→ Source extract:
========================================================================

Entertainment
This Creepy ‘X-Files’ Episode About Doppelgangers Will Completely Freak You Out
How freaky would it be if you met a real-life, living copy of yourself? The X-Files episode "Plus One" has some fun with long-running urban legends, presenting a "Monster of the Week" case involving lethal doppelgängers. But where does the idea of doppelgängers come from, and might yours be out there? Spoilers ahead!
In The X-Files (costume designer: Katrina McCarthy), Agents Scully and Mulder investigate a series of deaths that all appear on the surface to be either suicides or accidents. But there is a common detail among them all. While the victims didn’t know one another, they all claimed to have seen someone who looked just like them in the days or moments leading up to their deaths. In the end of the episode, the true nature of the doppels is left ambiguous, the deaths themselves still an unsolved X-file.

========================================================================

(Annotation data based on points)

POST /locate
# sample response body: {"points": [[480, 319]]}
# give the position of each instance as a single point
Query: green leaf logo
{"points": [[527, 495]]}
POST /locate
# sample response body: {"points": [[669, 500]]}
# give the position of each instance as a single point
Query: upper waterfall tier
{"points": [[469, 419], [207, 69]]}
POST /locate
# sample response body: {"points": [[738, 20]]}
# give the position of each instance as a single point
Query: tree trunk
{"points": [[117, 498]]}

========================================================================

→ Set task A:
In the article on the X-Files doppelgänger episode, what is the title of the episode?
→ Set task B:
Revise the X-Files article, starting with "In The X-Files" and going on through "an unsolved X-file.", so that "victims" is changed to "casualties".
→ Set task C:
Resume the article on the X-Files doppelgänger episode after its final sentence.

→ Expected output A:
"Plus One"

→ Expected output B:
In The X-Files (costume designer: Katrina McCarthy), Agents Scully and Mulder investigate a series of deaths that all appear on the surface to be either suicides or accidents. But there is a common detail among them all. While the casualties didn’t know one another, they all claimed to have seen someone who looked just like them in the days or moments leading up to their deaths. In the end of the episode, the true nature of the doppels is left ambiguous, the deaths themselves still an unsolved X-file.

→ Expected output C:
While certainly fascinating fiction, the idea of doppelgängers existing in the real world is a long-established theory. In German, the word literally means "double-goer," and was coined in 1796 by the writer Johann Paul Richter according to Merriam-Webster. Per the reference, the modern definition has come to mean “double,” “alter-ego,” and “a ghostly counterpart of a living person.” But originally, the term described an old legend in German folklore: that every living thing has a spirit double of itself that is usually invisible.
The Sun notes that famous people throughout history have reported instances of seeing a copy of themselves. This almost always seems to be taken as a bad omen. The publication cites the book Washington in Lincoln's Time for claiming that Abraham Lincoln said that he once saw a pale copy of himself standing beside him in a mirror. His wife thought it meant he would die soon. He, of course, was assassinated while in office. Russian Empress Catherine The Great reportedly said that she'd spotted a doppelgänger sitting on her throne shortly before her own death.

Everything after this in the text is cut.